*Your goal*: Each line of the records needs to come back exactly as written.

***

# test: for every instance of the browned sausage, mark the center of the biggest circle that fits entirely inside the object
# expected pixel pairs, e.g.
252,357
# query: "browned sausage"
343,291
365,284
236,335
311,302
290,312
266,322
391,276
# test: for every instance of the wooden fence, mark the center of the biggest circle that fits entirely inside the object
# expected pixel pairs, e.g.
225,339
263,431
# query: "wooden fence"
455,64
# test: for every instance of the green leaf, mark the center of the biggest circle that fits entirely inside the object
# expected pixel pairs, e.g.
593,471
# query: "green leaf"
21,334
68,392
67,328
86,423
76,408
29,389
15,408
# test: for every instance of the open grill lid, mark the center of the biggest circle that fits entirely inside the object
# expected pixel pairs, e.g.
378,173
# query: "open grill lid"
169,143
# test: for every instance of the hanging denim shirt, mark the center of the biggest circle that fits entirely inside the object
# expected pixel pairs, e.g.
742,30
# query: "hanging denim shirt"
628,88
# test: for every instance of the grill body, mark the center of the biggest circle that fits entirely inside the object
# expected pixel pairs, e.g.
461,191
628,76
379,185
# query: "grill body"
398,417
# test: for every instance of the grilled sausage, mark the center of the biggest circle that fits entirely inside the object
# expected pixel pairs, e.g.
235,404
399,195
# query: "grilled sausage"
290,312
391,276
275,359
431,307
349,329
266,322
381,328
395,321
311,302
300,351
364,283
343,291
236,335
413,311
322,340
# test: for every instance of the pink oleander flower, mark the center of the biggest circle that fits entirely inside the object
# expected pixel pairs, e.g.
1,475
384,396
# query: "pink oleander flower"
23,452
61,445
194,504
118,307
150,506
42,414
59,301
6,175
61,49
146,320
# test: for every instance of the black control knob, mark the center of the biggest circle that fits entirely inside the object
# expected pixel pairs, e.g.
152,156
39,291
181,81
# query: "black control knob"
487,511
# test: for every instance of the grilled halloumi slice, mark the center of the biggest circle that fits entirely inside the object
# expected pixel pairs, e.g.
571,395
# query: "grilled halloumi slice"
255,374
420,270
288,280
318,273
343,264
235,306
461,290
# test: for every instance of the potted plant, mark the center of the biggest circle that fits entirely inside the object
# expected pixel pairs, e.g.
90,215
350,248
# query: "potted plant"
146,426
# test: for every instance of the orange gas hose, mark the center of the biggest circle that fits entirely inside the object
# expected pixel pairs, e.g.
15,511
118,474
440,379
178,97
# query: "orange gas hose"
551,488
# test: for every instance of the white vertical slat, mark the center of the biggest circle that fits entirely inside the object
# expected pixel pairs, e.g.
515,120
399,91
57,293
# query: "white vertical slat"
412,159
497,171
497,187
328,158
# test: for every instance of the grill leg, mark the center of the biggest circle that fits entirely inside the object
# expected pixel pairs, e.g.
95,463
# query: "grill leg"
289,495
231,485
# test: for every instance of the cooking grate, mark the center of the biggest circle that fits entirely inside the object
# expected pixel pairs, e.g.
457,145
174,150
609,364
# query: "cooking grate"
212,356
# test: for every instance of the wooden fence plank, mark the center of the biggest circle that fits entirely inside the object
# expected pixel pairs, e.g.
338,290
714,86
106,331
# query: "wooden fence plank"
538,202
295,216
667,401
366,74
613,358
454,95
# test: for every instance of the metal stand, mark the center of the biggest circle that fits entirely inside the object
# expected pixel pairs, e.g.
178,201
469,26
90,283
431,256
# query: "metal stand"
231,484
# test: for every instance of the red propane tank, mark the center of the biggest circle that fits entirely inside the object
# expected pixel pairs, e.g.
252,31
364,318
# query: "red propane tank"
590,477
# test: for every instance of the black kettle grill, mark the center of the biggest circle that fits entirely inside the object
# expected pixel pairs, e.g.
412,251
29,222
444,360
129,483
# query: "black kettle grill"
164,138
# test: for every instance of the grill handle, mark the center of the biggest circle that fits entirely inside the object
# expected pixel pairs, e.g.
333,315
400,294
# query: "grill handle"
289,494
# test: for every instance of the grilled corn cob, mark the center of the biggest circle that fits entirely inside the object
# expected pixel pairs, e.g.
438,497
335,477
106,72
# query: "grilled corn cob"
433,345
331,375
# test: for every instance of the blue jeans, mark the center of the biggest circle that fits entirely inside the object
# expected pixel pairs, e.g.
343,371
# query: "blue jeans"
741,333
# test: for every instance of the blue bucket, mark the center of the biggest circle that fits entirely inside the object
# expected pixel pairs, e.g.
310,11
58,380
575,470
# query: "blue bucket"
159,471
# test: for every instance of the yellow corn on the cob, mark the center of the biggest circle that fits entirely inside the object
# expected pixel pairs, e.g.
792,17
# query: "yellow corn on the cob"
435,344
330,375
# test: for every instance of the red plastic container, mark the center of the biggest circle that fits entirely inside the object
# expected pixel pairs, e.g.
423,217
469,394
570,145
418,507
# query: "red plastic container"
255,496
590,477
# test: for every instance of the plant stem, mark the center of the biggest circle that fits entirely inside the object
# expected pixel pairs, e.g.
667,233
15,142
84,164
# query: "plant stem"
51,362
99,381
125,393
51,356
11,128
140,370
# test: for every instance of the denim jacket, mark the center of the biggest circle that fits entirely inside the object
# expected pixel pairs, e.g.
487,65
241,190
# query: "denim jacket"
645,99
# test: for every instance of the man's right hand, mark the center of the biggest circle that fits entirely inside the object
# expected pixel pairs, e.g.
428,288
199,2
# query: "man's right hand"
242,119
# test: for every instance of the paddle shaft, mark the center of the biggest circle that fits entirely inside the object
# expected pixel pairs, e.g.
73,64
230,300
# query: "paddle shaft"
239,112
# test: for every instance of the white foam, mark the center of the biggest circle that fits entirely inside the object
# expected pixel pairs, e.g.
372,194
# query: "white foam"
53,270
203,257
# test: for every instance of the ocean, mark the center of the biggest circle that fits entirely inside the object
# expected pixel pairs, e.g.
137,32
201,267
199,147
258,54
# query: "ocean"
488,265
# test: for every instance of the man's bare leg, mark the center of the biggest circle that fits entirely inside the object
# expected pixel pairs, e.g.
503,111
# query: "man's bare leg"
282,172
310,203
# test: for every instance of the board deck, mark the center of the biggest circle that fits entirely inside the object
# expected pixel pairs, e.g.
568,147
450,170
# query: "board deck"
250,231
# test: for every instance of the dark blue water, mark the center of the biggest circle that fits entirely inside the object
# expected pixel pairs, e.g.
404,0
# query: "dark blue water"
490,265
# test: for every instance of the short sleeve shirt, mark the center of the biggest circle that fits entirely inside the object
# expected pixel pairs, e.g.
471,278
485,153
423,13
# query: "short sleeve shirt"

***

*Reply*:
# test: for every instance of the browned sausage, mark the center of the biggest circle that fits entirely inside the object
# expected pixel pairs, e.g.
252,357
# query: "browned sausage"
343,291
365,284
236,335
311,302
290,312
266,322
391,276
# test: for every instance of the wooden fence, mark the center of the biggest circle that fits entirely inside the object
# expected pixel pairs, e.g.
225,339
263,431
# query: "wooden fence"
455,64
# test: for every instance of the green leaf, mark the center of the biggest circle that fits entirely inside the object
# expected pixel pairs, e.g.
593,471
# query: "green leaf"
21,334
68,392
67,328
86,423
76,408
29,389
15,408
# test: for every instance of the open grill lid, mark the center of the biggest circle that fits entirely inside the object
# expected pixel pairs, e.g.
378,173
# query: "open grill lid"
169,143
# test: for every instance of the hanging denim shirt, mark the center of the biggest circle that fits entirely inside the object
# expected pixel pairs, e.g.
742,30
# query: "hanging denim shirt"
628,88
# test: for every instance of the grill body, mark the center of the biggest circle that fits entirely inside the object
# expected pixel pairs, e.g.
461,191
628,76
379,185
# query: "grill body"
398,417
# test: for every instance of the grilled sausage, mark the center of the biggest circle that fits entirely inside the object
# expected pixel pairs, e.g.
235,404
399,195
# query: "grilled sausage"
290,312
391,276
275,359
431,307
349,329
266,322
381,328
395,321
311,302
300,351
364,283
343,291
236,335
413,311
322,340
# test: for every instance of the pink oleander flower, mark the center of the biggest circle that fits entirely inside the object
# expected pixel pairs, e.g.
1,475
384,396
# query: "pink oleander flower"
23,452
61,445
194,504
118,307
150,506
42,414
59,301
6,175
61,49
146,320
# test: for every instance of the black control knob, mark the center of the biggest circle that fits entirely inside the object
# expected pixel pairs, e.g.
152,156
39,291
181,81
# query: "black control knob"
487,511
# test: for every instance of the grilled halloumi slice, mark the center of the biggest circle that fits entirely inside the object
# expected pixel pairs, e.g.
571,395
# query: "grilled halloumi slice"
255,374
420,270
288,280
318,273
343,264
235,306
461,290
# test: for every instance of the potted plant, mark the center of the biggest circle that fits entirely inside the object
# expected pixel pairs, e.g.
90,215
350,248
# query: "potted plant"
146,426
# test: for every instance of the orange gas hose, mark the center of the biggest circle that fits entirely inside the object
# expected pixel pairs, e.g.
15,511
118,474
440,379
178,97
# query: "orange gas hose"
551,488
# test: for every instance of the white vertical slat, mark the center of the biggest circle that fits entirely inside the object
# expected pixel pairs, e.g.
515,120
399,91
57,293
# query: "white vertical slat"
412,159
497,171
497,187
328,158
# test: for every instance of the grill leg, mark the center of the biggest circle that fits entirely inside the object
# expected pixel pairs, e.g.
95,463
# query: "grill leg"
289,495
231,485
# test: for every instance of the cooking grate, mark the center of the biggest circle that fits entirely inside the object
# expected pixel pairs, e.g.
457,145
174,150
609,364
# query: "cooking grate"
212,356
# test: for every instance of the wooden fence plank, mark the center of the biggest circle that fits entirely inside the object
# expected pixel pairs, e.g.
338,290
714,86
106,331
# query: "wooden fence plank"
538,202
295,216
667,401
366,74
613,358
454,95
# test: for every instance of the metal stand, mark the center of the biggest circle that fits entirely inside the object
# expected pixel pairs, e.g.
178,201
469,26
90,283
431,256
# query: "metal stand"
231,484
# test: for every instance of the red propane tank, mark the center of the biggest circle that fits entirely inside the object
# expected pixel pairs, e.g.
252,31
364,318
# query: "red propane tank"
590,477
# test: for every instance of the black kettle grill, mark the center of the biggest circle that fits entirely inside the object
# expected pixel pairs, e.g.
412,251
29,222
444,360
129,483
# query: "black kettle grill"
164,138
# test: for every instance of the grill handle, mark the center of the biggest circle that fits entirely inside the object
# expected pixel pairs, e.g.
333,315
400,294
# query: "grill handle"
289,494
# test: for every instance of the grilled corn cob, mark the center of the biggest circle that fits entirely inside the object
# expected pixel pairs, e.g.
438,497
335,477
106,72
# query: "grilled corn cob"
433,345
331,375
# test: for every instance of the blue jeans, mark the center of the biggest circle that fits entirely inside the object
# expected pixel pairs, e.g.
343,371
# query: "blue jeans"
741,333
# test: for every instance of the blue bucket, mark the center of the biggest circle that fits entirely inside the object
# expected pixel pairs, e.g.
310,11
58,380
575,470
# query: "blue bucket"
159,471
# test: for every instance of the yellow corn on the cob, mark the center of the biggest circle that fits entirely inside the object
# expected pixel pairs, e.g.
792,17
# query: "yellow corn on the cob"
435,344
330,375
# test: for every instance of the red plastic container, mark the center of the biggest circle that fits entirely inside the object
# expected pixel pairs, e.g.
423,217
469,394
570,145
418,507
# query: "red plastic container"
255,496
590,477
# test: for every instance of the plant stem, mark the center of the biggest circle that fits entirely inside the object
# expected pixel pairs, e.g.
667,233
15,142
84,164
# query: "plant stem"
51,362
99,381
125,393
51,356
11,128
140,370
# test: for every instance of the denim jacket, mark the center of the biggest circle that fits entirely inside the object
# expected pixel pairs, e.g.
487,65
241,190
# query: "denim jacket"
645,99
# test: for every instance of the man's right hand, mark the center of the biggest circle that fits entirely inside the object
# expected pixel pairs, e.g.
428,288
199,2
# query: "man's right hand"
242,119
# test: for every instance of the paddle shaft, mark the center of the biggest circle that fits entirely inside the object
# expected pixel pairs, e.g.
73,64
230,300
# query: "paddle shaft"
239,112
# test: for every instance of the white foam, mark the center of the biggest circle that fits entirely inside the object
# expected pixel pairs, e.g.
372,194
# query: "white foam"
53,270
203,257
# test: for every instance of the ocean, mark the center of the biggest circle that fits entirely inside the object
# expected pixel pairs, e.g.
137,32
201,267
199,147
258,54
# query: "ocean"
488,265
# test: for every instance of the man's bare leg, mark the center of the biggest circle that fits entirely inside the object
# expected pixel pairs, e.g.
503,111
# query: "man's bare leg"
282,172
310,203
# test: for every instance of the board deck, mark the center of the biggest circle that fits entirely inside the object
# expected pixel pairs, e.g.
568,147
450,170
# query: "board deck"
250,231
# test: for every instance of the dark blue water, mark the center of the biggest circle that fits entirely inside the object
# expected pixel pairs, e.g.
404,0
# query: "dark blue water"
490,265
# test: for every instance of the short sleeve shirt, mark the center of the biggest circle that fits entirely inside the object
# expected pixel pairs, e.g.
471,278
485,153
423,13
# query: "short sleeve shirt"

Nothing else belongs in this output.